» **Task to carry out**
Rewrite all of the lines below, replacing each "Reviewer note" with "Labeling note" and changing nothing else. Leave the pictures out.

» **Data**
* * * *
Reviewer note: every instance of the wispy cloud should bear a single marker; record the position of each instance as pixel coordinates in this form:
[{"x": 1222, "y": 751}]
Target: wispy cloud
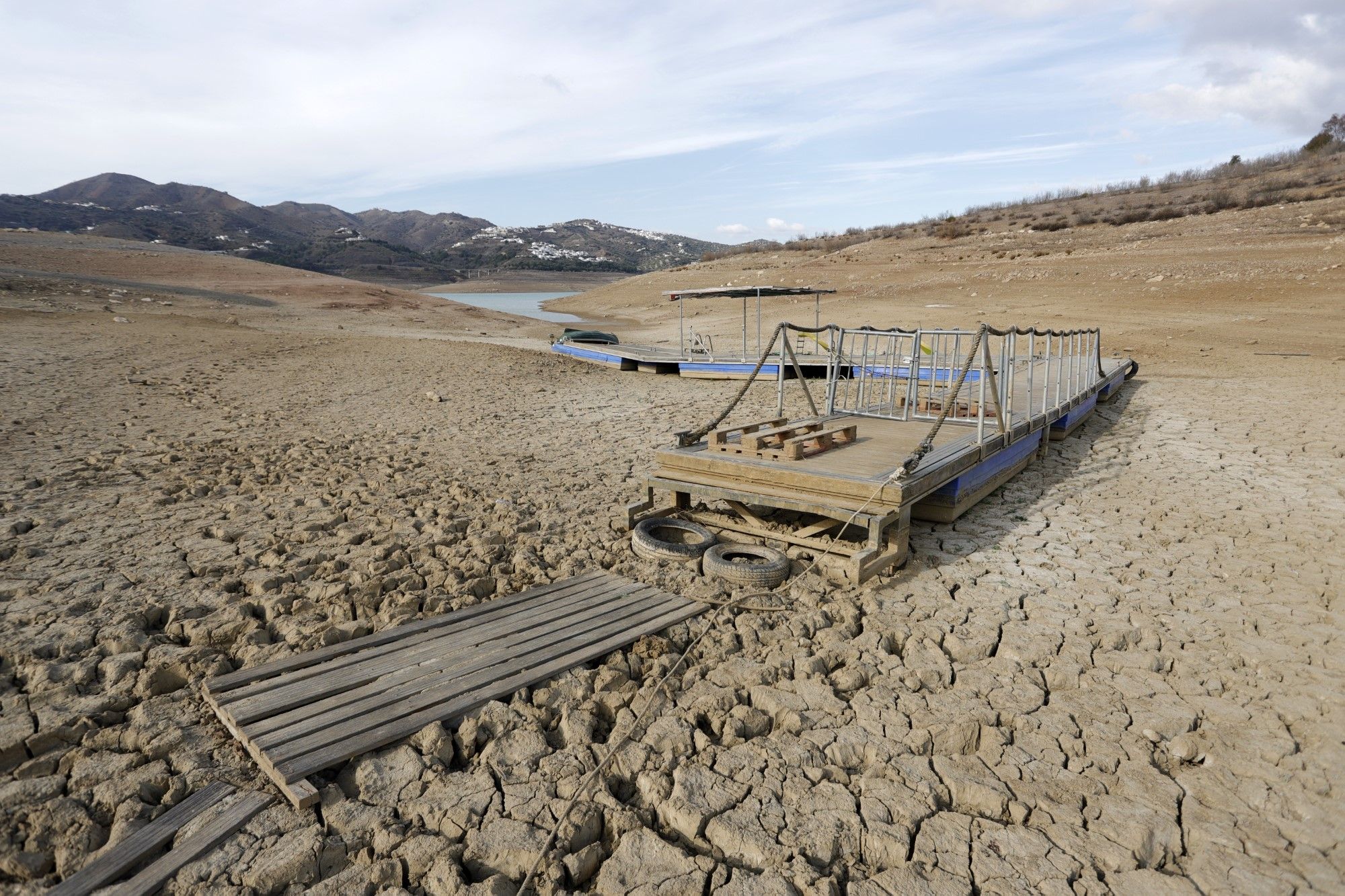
[
  {"x": 673, "y": 118},
  {"x": 969, "y": 158}
]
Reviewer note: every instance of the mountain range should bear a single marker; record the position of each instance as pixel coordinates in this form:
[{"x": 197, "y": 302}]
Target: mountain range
[{"x": 373, "y": 245}]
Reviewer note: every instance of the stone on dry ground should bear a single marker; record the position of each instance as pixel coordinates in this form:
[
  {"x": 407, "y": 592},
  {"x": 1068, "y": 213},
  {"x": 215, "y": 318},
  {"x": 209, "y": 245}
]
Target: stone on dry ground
[{"x": 1120, "y": 673}]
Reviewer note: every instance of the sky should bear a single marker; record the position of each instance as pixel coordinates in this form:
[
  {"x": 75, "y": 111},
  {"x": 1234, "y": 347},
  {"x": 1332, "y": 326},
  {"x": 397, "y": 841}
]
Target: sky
[{"x": 722, "y": 122}]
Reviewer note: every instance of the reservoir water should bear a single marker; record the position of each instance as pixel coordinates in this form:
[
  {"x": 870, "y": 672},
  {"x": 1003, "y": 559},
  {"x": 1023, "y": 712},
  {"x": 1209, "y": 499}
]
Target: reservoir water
[{"x": 514, "y": 303}]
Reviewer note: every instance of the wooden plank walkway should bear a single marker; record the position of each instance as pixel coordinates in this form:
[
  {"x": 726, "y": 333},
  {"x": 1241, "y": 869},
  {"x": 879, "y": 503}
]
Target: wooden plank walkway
[
  {"x": 309, "y": 712},
  {"x": 126, "y": 854},
  {"x": 194, "y": 845}
]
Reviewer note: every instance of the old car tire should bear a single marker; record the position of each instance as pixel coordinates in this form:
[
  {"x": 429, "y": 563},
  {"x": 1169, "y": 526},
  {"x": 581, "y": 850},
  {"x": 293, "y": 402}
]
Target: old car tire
[
  {"x": 670, "y": 538},
  {"x": 753, "y": 565}
]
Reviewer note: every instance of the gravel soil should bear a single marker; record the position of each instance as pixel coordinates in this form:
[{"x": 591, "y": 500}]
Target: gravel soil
[{"x": 1120, "y": 673}]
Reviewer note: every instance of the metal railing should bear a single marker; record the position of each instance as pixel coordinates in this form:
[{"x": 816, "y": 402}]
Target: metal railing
* * * *
» **The result**
Labeling note: every instance of the wispy cloud should bear a single marker; record the position of each instance as pixel coordinates in this form:
[{"x": 1222, "y": 751}]
Target: wispy cloud
[
  {"x": 673, "y": 118},
  {"x": 969, "y": 158}
]
Labeling note: every instance of the mountain range should bear a single marker; record the position of each instance as pixel coordinates in this form:
[{"x": 197, "y": 302}]
Target: mountain range
[{"x": 373, "y": 245}]
Labeling note: every instance of the stone on dry ground should bear a single marker; record the position of each instance as pixel coordinates in this form:
[
  {"x": 407, "y": 592},
  {"x": 1068, "y": 213},
  {"x": 215, "y": 318},
  {"x": 209, "y": 245}
]
Target: stone on dry ground
[{"x": 1120, "y": 673}]
Labeling note: every instance of the sky should bear a single marker; record the position of each instance as pixel coordinates in this form:
[
  {"x": 75, "y": 111},
  {"x": 1234, "y": 347},
  {"x": 1332, "y": 326},
  {"x": 397, "y": 841}
]
Target: sky
[{"x": 722, "y": 122}]
Labeling note: every instance of the reservoir water should bear a single marker; record the position of each instance as pixel coordinates in this form:
[
  {"x": 870, "y": 672},
  {"x": 1003, "y": 559},
  {"x": 1023, "y": 712},
  {"x": 1209, "y": 499}
]
Target: reservoir water
[{"x": 514, "y": 303}]
Labeling note: every instance of the wooden plank walkway should bear a single marker; record the position of each instance as pixel coordinates in this form:
[
  {"x": 726, "y": 333},
  {"x": 1241, "y": 869},
  {"x": 879, "y": 503}
]
Target: wooden plank walkway
[
  {"x": 309, "y": 712},
  {"x": 126, "y": 854},
  {"x": 194, "y": 845}
]
Labeling note: every instance of the old car tire should bear a single marker; record the position of each instance as pixel coordinates in this form:
[
  {"x": 429, "y": 563},
  {"x": 1169, "y": 526},
  {"x": 581, "y": 850},
  {"x": 293, "y": 402}
]
Target: old car tire
[
  {"x": 670, "y": 538},
  {"x": 753, "y": 565}
]
Labeling note: every instance of the gravel soil should bear a single marker; record the position of each instance as pixel coordinates in this form:
[{"x": 591, "y": 500}]
Target: gravel soil
[{"x": 1120, "y": 673}]
Labeling note: every instance of the metal railing should bear a single marker; record the position of each instance as pixel coordinates in this form:
[{"x": 816, "y": 402}]
Target: metal railing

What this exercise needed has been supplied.